◆ About this exercise:
Write out exactly, with no other output, the lines below from the one that contains "of the yellow" through the end.

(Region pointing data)
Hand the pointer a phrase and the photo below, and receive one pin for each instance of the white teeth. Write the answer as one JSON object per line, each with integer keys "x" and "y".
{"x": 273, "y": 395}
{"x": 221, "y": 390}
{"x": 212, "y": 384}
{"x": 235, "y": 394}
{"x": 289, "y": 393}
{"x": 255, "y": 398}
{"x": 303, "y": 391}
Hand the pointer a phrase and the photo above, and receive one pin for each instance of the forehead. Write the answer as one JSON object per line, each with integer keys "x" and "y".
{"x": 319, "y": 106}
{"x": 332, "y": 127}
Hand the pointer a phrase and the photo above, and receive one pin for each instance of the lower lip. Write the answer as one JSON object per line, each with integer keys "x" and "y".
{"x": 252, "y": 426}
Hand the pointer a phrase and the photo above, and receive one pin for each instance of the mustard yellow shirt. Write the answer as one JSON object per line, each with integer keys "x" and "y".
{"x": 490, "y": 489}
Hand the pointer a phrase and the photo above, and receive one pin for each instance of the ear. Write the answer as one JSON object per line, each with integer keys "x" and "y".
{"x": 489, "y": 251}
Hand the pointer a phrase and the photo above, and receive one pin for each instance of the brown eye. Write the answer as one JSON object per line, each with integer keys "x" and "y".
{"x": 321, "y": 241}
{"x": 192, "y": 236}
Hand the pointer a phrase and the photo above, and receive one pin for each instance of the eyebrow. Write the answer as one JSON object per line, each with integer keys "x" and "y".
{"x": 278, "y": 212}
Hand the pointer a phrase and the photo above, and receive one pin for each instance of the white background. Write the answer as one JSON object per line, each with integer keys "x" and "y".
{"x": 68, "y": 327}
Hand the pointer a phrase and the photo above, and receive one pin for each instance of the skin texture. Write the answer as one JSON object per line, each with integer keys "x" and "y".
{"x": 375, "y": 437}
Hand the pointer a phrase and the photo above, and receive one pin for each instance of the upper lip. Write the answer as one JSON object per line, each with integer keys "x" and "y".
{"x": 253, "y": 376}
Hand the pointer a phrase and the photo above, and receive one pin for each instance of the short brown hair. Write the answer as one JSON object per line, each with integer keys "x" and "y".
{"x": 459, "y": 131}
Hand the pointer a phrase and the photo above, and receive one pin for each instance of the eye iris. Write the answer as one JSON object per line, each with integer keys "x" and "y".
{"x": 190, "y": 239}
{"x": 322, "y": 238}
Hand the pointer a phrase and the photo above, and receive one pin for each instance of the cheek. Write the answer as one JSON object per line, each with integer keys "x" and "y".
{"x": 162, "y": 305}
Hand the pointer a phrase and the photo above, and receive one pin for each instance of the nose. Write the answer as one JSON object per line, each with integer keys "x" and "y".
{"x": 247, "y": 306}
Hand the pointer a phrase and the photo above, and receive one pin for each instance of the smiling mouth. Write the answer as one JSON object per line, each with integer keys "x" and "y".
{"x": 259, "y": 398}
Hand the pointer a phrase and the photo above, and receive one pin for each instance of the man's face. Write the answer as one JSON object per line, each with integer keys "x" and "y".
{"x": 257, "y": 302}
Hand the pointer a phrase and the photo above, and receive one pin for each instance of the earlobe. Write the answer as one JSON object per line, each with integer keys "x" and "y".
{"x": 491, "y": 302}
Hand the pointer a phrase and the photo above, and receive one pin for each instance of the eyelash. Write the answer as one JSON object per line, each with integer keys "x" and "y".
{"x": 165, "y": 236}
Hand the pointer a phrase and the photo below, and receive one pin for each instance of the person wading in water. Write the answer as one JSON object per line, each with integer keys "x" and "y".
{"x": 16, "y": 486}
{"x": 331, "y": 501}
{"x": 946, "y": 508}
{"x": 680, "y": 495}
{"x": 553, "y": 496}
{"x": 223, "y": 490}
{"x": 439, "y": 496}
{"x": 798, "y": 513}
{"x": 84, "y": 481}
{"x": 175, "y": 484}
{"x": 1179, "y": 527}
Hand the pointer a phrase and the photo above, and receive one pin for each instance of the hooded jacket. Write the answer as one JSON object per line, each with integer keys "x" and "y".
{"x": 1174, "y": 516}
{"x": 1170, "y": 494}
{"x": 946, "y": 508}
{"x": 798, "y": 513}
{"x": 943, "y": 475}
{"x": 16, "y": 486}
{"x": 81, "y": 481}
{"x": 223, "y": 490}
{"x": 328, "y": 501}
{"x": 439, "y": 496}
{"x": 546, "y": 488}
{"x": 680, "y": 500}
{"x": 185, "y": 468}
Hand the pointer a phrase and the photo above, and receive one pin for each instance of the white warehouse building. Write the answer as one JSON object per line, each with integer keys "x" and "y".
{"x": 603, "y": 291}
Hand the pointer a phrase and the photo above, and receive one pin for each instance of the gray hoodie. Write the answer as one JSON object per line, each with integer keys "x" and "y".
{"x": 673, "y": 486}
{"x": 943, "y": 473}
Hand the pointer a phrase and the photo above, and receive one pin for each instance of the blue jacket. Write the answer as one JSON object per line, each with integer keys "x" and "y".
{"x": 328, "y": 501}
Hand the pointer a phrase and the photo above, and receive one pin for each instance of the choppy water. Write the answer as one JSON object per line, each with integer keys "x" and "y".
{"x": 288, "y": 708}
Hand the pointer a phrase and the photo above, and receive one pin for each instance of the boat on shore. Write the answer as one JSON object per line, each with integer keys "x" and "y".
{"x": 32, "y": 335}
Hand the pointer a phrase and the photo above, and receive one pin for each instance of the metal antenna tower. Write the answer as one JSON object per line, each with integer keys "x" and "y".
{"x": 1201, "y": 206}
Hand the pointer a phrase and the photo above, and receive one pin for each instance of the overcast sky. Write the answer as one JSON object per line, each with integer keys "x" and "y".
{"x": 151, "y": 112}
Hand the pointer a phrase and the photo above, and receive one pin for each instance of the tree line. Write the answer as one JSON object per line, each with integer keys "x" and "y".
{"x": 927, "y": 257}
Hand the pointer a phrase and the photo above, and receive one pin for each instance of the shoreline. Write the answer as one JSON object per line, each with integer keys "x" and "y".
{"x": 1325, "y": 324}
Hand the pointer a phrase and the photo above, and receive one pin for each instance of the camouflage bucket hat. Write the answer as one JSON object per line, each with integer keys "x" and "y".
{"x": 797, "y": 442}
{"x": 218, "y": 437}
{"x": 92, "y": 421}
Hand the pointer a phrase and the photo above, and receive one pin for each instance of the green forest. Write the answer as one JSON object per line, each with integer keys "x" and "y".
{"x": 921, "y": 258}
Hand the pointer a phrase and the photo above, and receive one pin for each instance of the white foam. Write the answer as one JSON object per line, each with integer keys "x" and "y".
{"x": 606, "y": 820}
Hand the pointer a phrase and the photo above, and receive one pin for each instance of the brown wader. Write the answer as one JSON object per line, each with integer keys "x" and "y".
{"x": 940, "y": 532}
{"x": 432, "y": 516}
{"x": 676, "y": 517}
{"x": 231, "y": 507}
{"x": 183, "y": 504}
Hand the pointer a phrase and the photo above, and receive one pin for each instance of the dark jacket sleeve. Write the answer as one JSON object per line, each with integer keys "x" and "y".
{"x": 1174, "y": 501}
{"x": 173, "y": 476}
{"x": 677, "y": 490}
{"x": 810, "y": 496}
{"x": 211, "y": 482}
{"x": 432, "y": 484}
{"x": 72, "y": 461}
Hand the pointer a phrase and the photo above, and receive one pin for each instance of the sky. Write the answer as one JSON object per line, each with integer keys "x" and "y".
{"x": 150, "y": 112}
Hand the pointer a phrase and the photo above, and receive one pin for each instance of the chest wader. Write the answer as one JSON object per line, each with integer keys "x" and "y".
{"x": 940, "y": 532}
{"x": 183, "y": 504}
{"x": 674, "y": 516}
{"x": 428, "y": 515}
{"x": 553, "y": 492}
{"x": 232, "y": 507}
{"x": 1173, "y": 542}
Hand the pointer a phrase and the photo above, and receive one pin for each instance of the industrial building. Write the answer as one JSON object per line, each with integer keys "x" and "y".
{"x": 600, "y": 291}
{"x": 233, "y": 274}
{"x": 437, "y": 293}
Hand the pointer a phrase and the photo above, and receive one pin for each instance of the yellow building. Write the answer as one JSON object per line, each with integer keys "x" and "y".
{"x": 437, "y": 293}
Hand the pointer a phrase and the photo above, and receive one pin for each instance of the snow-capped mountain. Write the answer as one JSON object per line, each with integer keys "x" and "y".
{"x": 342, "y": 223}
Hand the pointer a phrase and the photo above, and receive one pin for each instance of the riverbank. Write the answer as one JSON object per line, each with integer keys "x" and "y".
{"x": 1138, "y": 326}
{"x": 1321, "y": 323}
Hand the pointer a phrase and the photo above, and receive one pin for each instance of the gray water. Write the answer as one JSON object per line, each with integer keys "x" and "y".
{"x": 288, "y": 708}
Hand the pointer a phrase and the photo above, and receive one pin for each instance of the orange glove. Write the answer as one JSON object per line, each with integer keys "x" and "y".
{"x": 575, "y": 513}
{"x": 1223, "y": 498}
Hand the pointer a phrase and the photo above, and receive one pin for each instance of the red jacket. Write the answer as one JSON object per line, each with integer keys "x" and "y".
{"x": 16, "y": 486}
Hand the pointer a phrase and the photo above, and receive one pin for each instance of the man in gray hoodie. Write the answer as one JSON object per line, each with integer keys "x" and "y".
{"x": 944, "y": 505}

◆ Exercise solution:
Hand the pointer a phrase and the photo above, and receive one pin for each instance of the yellow building. Write the answer as one JSON object per line, each with integer keys "x" and "y".
{"x": 437, "y": 293}
Hand the pointer a phrase and the photo above, and receive one pin for each instance of the snow-capped mountain. Write the answer as one JSON object per line, each with integer keys "x" and "y".
{"x": 342, "y": 223}
Hand the pointer a phrase and the photo above, and receive one pin for each instance of the riverbank. Write the answer as one JSON object per line, each with integer keys "x" and "y".
{"x": 1138, "y": 326}
{"x": 1321, "y": 323}
Hand the pointer a phrase and the photo above, and receive one pin for each instance of the gray water. Write the answer as one JSON object per line, each with integer keys "x" and "y".
{"x": 288, "y": 708}
Hand the pointer a phrase and the photo above, and receive one pin for each instance of the orange glove. Write the answer as one JSON object per line, each with integer keys "x" and "y".
{"x": 575, "y": 513}
{"x": 1223, "y": 498}
Hand the pointer a phrase and the photo above, and receive one pin for each instance of the red jacket. Write the answer as one JSON object per line, each with integer keys "x" and "y".
{"x": 16, "y": 486}
Hand the pointer a phrase and the photo above, and receive one pin for each instance of the man in gray hoodie. Write the answer as one JSON object per line, each with integer keys "x" and "y".
{"x": 944, "y": 505}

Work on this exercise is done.